_Available data:_
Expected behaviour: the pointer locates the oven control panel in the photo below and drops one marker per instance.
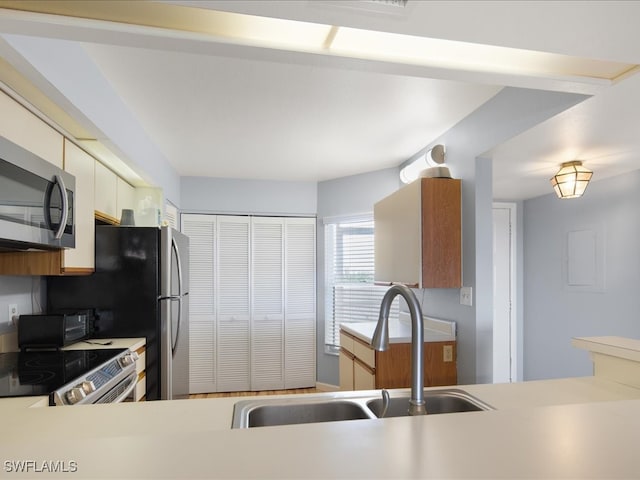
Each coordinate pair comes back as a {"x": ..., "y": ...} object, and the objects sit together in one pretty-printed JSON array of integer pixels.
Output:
[{"x": 110, "y": 381}]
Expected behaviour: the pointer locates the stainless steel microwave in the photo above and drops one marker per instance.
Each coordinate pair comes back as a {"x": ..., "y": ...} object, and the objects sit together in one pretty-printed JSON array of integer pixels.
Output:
[{"x": 37, "y": 201}]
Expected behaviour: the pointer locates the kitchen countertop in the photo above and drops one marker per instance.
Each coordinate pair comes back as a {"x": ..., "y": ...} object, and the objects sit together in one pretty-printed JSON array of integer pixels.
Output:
[
  {"x": 574, "y": 427},
  {"x": 132, "y": 344},
  {"x": 435, "y": 330}
]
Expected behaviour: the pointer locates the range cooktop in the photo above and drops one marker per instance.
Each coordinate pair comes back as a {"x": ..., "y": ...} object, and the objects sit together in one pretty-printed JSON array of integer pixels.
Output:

_What is needed:_ The expected output is each entry given again word for word, with pictures dropped.

_Solved problem:_
Expected behaviour: the pointer locates the oven control panel in the photo below and drops one marker per instance.
Each coordinate pair comes back as a {"x": ..., "y": ...} object, and the objects sit together in one pretty-printed JSON array of integer pixels.
Output:
[{"x": 110, "y": 381}]
Expected behaviour: the pointer locates the stainless steel microwave in the photo above and drops one marker per instance.
Each coordinate pair comes back as a {"x": ..., "y": ...} object, and the objects sit together in one pretty-printed JSON array of integer pixels.
Output:
[{"x": 37, "y": 201}]
Expected behaviour: the pointer locates the kitchen countertop in the photo above and drops one marker per instance.
Each coordinate pair comes back as a {"x": ..., "y": ...} object, and the objects sit together in one pretty-printed JSON array of integer pixels.
Output:
[
  {"x": 574, "y": 427},
  {"x": 132, "y": 344},
  {"x": 435, "y": 330}
]
Expected behaviour: the pointer locates the range cooktop in the photo above and drops one marker per instance.
Each coordinate pair comes back as a {"x": ..., "y": ...} object, and the objects sit together in one pretty-printed JSON array of integer pixels.
Output:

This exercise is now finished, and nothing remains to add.